#### [Set task 1]
In the piece on free content marketing, what share of people on an email list does it say open your email?

The Problem With Free Content Marketing

What’s the point of content marketing? What’s the goal? Why do we do it?

Some would say it’s to grow an audience. Some say it’s for search engine optimization. Some do it for lead generation. Some only care if it ultimately increases sales.

My problem with focusing entirely on freemiums and growing an audience with free content is that it can almost become “guilt-trip content marketing”…

“Hey, if we give them a whole bunch of free content, they’ll feel like they owe us and they’ll have to buy from us!”

Whether that’s consciously or subconsciously manipulative (no more manipulative than trying to sell people something), I’ll table for now…

Even if the freemium approach is “get-to-know-like-trust-us” and we’ll build-an-audience, it only works sort of well.

  1. So you’ve grown a list of 10,000 or 100,000 emails…
  2. And 20-30% of those people open your email- are you emailing daily or every other day or twice a week or weekly?
  3. About 8% of them click to the site and read more free content-
  4. How many of them are actually buying something? Are you tracking that?

Freemium, high quality content marketing is only PART of the answer because… we human beings are all a bunch of freeloaders!

We’ve Created a Bunch of Information Freeloaders

As content consumers, we’ve been trained now to expect a lot of free helpful content.

Marketers have been taught over the last decade to create free content that is as good as content people should have to pay for, but the companies that are creating this free content aren’t getting paid for it…

  • How many newsletters have you joined and then never paid that company a penny?
  • How many podcasters have you listened do and never given them a dime?
  • How many bloggers have you read and you’ve never bought their course?
  • How many blog posts have you read and you don’t even remember them or who wrote them?
  • How many whitepapers and ebooks have you downloaded and you didn’t fully read and you don’t remember where they are on your computer?

#### [Set task 2]
Copy out everything in the records from the line containing "the white snowy" down to the line containing "(1029, 1015)".

#### [Data supplied]
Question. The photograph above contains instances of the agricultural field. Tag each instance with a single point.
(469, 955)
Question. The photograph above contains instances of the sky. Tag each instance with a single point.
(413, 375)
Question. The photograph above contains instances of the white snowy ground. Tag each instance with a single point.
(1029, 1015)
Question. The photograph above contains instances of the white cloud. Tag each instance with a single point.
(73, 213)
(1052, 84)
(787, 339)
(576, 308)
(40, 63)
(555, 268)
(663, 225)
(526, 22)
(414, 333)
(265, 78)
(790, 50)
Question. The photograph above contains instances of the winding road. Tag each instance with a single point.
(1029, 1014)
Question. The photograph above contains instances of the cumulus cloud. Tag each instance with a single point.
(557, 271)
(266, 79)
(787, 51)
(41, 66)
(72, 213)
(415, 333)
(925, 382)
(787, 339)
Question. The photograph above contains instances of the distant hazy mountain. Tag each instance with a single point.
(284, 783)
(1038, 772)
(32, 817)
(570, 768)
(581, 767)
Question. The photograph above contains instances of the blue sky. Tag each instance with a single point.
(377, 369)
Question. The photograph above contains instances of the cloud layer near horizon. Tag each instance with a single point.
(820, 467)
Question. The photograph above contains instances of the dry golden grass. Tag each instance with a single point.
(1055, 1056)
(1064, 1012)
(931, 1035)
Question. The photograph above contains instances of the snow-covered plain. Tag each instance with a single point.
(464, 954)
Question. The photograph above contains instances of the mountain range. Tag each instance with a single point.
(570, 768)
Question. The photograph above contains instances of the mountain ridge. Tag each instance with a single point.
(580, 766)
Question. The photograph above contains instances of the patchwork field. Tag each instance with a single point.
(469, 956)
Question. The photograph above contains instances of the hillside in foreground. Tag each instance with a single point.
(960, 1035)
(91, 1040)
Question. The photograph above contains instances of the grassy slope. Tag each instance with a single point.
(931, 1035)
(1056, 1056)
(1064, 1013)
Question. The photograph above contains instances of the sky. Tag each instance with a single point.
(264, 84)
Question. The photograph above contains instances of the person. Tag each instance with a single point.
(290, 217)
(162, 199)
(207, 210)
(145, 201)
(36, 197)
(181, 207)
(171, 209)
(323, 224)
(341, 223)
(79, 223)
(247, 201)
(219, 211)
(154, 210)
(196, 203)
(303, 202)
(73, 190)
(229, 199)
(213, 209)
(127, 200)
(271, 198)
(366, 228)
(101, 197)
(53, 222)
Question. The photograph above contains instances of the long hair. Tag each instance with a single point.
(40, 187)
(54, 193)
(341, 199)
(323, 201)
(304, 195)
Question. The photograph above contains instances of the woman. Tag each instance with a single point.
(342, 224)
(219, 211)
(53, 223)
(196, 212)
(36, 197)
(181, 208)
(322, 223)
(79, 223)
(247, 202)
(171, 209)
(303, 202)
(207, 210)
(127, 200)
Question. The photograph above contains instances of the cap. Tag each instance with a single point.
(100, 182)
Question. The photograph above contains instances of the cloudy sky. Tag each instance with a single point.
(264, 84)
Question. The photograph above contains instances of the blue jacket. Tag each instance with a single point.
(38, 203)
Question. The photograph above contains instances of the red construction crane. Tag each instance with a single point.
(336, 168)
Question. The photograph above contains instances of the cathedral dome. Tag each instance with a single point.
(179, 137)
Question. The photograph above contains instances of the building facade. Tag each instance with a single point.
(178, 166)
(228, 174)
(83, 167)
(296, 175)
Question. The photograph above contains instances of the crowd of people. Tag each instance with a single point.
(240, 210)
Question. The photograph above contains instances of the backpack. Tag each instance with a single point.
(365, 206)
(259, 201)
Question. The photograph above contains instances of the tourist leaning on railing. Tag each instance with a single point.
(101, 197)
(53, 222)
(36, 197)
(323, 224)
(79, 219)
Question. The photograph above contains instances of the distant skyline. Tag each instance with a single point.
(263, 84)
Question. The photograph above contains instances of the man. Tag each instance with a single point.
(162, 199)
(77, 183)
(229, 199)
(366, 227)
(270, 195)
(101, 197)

#### [Correct response 1]
20-30% of them open your email.

#### [Correct response 2]
Question. The photograph above contains instances of the white snowy ground. Tag each instance with a single point.
(1029, 1015)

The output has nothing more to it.